● Given instruction
Copy out every line of the items from the line containing "For each instance of the tree, the" through the end of the items, both ends included, with every coordinate in the answers multiplied by 0.25 and rounded to a whole number, halves rounded up. Keep the requests unchanged.

Data pulled from a collection
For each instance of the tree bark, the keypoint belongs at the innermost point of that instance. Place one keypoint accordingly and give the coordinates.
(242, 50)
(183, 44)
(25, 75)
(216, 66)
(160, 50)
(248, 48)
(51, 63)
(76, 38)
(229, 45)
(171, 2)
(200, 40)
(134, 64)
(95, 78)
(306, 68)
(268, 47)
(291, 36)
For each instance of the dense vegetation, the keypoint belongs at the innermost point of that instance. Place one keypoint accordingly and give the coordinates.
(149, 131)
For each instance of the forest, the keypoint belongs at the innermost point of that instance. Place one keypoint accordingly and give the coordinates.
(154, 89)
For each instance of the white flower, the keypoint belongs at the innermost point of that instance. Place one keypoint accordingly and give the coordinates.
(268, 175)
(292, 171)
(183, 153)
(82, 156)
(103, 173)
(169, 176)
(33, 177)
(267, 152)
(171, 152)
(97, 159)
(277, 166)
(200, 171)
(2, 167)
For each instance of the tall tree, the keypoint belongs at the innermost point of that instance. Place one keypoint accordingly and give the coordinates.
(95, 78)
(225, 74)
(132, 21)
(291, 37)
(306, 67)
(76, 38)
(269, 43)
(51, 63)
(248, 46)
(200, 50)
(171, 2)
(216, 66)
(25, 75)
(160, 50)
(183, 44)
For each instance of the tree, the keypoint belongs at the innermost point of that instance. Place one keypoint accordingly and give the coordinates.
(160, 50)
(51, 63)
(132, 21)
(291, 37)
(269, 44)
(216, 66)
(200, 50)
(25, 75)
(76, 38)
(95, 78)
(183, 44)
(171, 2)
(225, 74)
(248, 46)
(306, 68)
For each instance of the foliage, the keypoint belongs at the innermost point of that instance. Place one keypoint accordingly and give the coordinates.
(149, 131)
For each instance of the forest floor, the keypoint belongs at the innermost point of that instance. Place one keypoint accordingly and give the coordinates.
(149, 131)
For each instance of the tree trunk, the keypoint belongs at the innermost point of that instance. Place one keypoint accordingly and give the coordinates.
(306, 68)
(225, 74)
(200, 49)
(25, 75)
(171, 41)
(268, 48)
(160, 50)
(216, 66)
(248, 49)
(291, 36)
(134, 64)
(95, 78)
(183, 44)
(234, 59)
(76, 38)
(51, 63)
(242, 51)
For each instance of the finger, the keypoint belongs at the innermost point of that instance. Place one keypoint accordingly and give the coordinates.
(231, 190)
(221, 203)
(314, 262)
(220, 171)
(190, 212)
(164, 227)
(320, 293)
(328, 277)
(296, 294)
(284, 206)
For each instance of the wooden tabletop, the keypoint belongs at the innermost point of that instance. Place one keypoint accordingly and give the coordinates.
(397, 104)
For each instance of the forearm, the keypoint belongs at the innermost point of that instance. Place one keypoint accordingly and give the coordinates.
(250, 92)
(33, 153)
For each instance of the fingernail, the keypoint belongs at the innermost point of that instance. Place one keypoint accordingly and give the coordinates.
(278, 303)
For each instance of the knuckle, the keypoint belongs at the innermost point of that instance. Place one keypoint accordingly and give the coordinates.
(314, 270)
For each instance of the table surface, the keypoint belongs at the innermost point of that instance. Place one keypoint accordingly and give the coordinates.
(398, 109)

● Full answer
For each instance of the tree, the keypoint belongs at the innermost point of that instance. Place one keypoint accordingly and give the coordinates.
(40, 13)
(13, 16)
(33, 5)
(73, 9)
(67, 11)
(54, 17)
(50, 13)
(6, 19)
(19, 10)
(24, 20)
(46, 11)
(43, 1)
(56, 19)
(62, 12)
(77, 17)
For each instance of the foliage, the keypoint belongs at the innermost point of that instance. Place one keypoint accordingly and give the coordinates.
(37, 33)
For each instance of the forest floor, the keypoint belongs at the innermost point of that instance. Place one keypoint accordingly and give the coordinates.
(37, 33)
For each instance of the tree trunk, the keypoint belongs at the innermost point of that instance. Place one keypoint accordingly and give the coordinates.
(77, 17)
(56, 19)
(50, 12)
(6, 19)
(43, 10)
(67, 12)
(40, 13)
(54, 17)
(62, 12)
(73, 9)
(34, 16)
(24, 20)
(46, 11)
(59, 15)
(19, 10)
(13, 16)
(61, 13)
For each instance of the finger, the keypoint belongs at the innermost point of that instance. Place one keypoint accordingly and give the coordinates.
(58, 48)
(55, 51)
(79, 66)
(55, 43)
(48, 53)
(41, 57)
(80, 73)
(82, 69)
(74, 74)
(71, 52)
For each instance of the wooden tabletop, the keypoint belongs at the innermost point of that instance. Place one keypoint accordingly and give the coordinates.
(99, 26)
For each instance of the forearm, the keypoint belongs at the innermost point of that instance. Place one keypoint accordingly and give the coordinates.
(63, 23)
(8, 38)
For each instance of the fingernail, the keypoint belongs at the innermost point of that instance. Place one keypoint accordingly and give the coordinates.
(70, 76)
For each instance of the knuckle, the keypoint belongs at the innermost point of that instance. Place one keypoint accordingly and give the coordinates.
(79, 68)
For each instance of the table surface, the keypoint belongs at the innermost point of that instance. Place one keypoint accordingly and give the coordinates.
(100, 27)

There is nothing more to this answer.